* [To be done]:
Copy out the rows below word for word, without the pictures.

++++ Provided data

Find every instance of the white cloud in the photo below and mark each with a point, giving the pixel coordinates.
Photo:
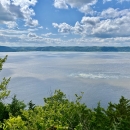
(114, 13)
(11, 24)
(12, 10)
(104, 1)
(82, 5)
(90, 20)
(48, 34)
(121, 1)
(108, 24)
(63, 27)
(61, 4)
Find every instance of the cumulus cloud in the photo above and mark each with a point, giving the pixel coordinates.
(114, 13)
(82, 5)
(90, 20)
(104, 1)
(107, 24)
(63, 27)
(12, 10)
(120, 1)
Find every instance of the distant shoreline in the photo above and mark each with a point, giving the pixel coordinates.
(66, 48)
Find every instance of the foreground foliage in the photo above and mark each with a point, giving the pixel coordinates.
(59, 113)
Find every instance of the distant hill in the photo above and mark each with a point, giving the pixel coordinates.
(7, 49)
(68, 48)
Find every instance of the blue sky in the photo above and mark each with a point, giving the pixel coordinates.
(65, 22)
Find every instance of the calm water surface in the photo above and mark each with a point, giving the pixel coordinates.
(102, 77)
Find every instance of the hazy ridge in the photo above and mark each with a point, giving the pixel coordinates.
(66, 48)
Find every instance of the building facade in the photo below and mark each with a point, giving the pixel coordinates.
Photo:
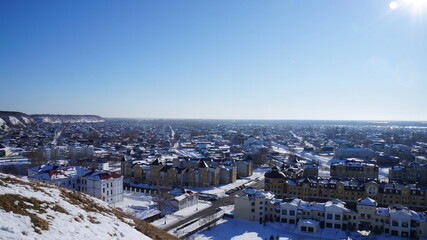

++++++++

* [Exercise response]:
Find every instance of the white cloud in the photo below and mark each with a point, giving the pixel coordinates.
Photo:
(114, 13)
(11, 24)
(12, 10)
(104, 1)
(82, 5)
(90, 20)
(48, 34)
(121, 1)
(108, 24)
(63, 27)
(61, 4)
Find every instance of the cumulus cloud in the photo above and mark each with a point, giving the pixel coordinates.
(114, 13)
(82, 5)
(90, 20)
(104, 1)
(107, 24)
(63, 27)
(12, 10)
(120, 1)
Find every instance of the distant shoreline in the photo above and mark each with a point, giving the pixel coordinates.
(66, 48)
Find every instance of the foreground foliage in the photo above and mark each with a point, giving the pixel coordinates.
(59, 113)
Find every instance of the distant hill in the photo above and mark each with a point, giving the pixel coordinates.
(7, 49)
(68, 48)
Find every instance of the blue sky in the photo above and mark each with a point, giving the pixel coordinates.
(65, 22)
Find every instance of the calm water surface in the photo above and mark each with a point, giving the pixel coordinates.
(102, 77)
Find every instance of the hazy ridge in the photo above and mark each with a point, giving the pixel coordinates.
(66, 48)
Find every instance of the building facade in the photo below and mark each with a point, giving the pixel coordinates.
Photo:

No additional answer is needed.